Rewrite the entries from the line with "mark the region of every instance of the rocky" to the line with "160 115 L 188", both lines included, keeping the requests as they are and scaling every coordinate in the answers by 0.65, rounded to the nearest whole number with halves rounded up.

**Data rows**
§

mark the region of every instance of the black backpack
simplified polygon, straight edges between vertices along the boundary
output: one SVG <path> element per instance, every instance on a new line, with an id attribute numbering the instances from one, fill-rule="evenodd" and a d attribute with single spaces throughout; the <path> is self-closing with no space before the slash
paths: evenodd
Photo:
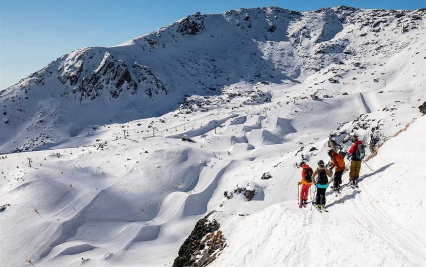
<path id="1" fill-rule="evenodd" d="M 308 183 L 312 182 L 312 174 L 314 171 L 311 167 L 305 169 L 305 181 Z"/>
<path id="2" fill-rule="evenodd" d="M 362 160 L 365 156 L 365 151 L 364 149 L 364 145 L 363 144 L 358 144 L 356 145 L 356 151 L 355 152 L 355 157 L 358 160 Z"/>
<path id="3" fill-rule="evenodd" d="M 318 169 L 318 180 L 317 183 L 321 185 L 328 184 L 328 178 L 327 178 L 327 173 L 324 169 Z"/>

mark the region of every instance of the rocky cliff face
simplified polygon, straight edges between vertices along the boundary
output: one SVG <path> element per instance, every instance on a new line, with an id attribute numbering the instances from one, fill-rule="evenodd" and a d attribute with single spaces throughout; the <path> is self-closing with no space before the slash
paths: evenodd
<path id="1" fill-rule="evenodd" d="M 160 115 L 188 97 L 205 103 L 190 112 L 206 111 L 247 95 L 237 90 L 241 82 L 355 84 L 345 76 L 416 48 L 425 19 L 425 9 L 241 9 L 197 13 L 117 46 L 78 49 L 0 91 L 0 151 L 48 146 L 93 125 Z M 319 73 L 323 79 L 312 78 Z M 380 84 L 381 75 L 371 78 Z"/>

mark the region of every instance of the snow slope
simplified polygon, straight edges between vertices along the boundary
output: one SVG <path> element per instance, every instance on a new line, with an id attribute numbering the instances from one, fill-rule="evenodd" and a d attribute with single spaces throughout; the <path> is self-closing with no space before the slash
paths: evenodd
<path id="1" fill-rule="evenodd" d="M 270 101 L 258 83 L 308 95 L 424 86 L 425 17 L 424 9 L 241 9 L 78 49 L 0 91 L 0 151 L 51 148 L 114 123 L 169 123 L 231 101 Z"/>
<path id="2" fill-rule="evenodd" d="M 212 266 L 424 266 L 425 126 L 423 117 L 386 142 L 368 161 L 374 171 L 362 166 L 358 189 L 329 194 L 328 213 L 292 200 L 218 213 L 229 247 Z"/>
<path id="3" fill-rule="evenodd" d="M 0 266 L 171 266 L 213 210 L 227 245 L 213 266 L 425 265 L 424 19 L 196 14 L 0 92 L 1 150 L 19 152 L 0 159 Z M 329 213 L 299 209 L 297 164 L 354 133 L 375 171 Z M 252 200 L 224 197 L 248 184 Z"/>

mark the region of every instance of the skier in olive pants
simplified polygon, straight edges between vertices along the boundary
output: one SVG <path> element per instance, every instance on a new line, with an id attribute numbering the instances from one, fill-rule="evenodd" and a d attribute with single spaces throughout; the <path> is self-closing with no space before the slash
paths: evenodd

§

**Full output**
mark the region of every instance of the rocky cliff face
simplified polygon, straight edges between vertices along the boundary
output: one SVG <path> element per instance, every instance on a new line, with an id attribute numbering the instances from one, fill-rule="evenodd" and a d attribute with single spaces throughout; the <path> is self-closing with no space before the slash
paths: evenodd
<path id="1" fill-rule="evenodd" d="M 104 75 L 122 63 L 133 67 L 124 73 L 134 72 L 161 62 L 154 59 L 157 53 L 231 55 L 224 49 L 270 31 L 276 12 L 276 6 L 157 6 L 128 8 L 76 30 L 51 32 L 0 59 L 0 98 L 31 95 L 60 81 Z M 207 47 L 210 51 L 203 51 Z M 247 55 L 248 49 L 241 51 Z"/>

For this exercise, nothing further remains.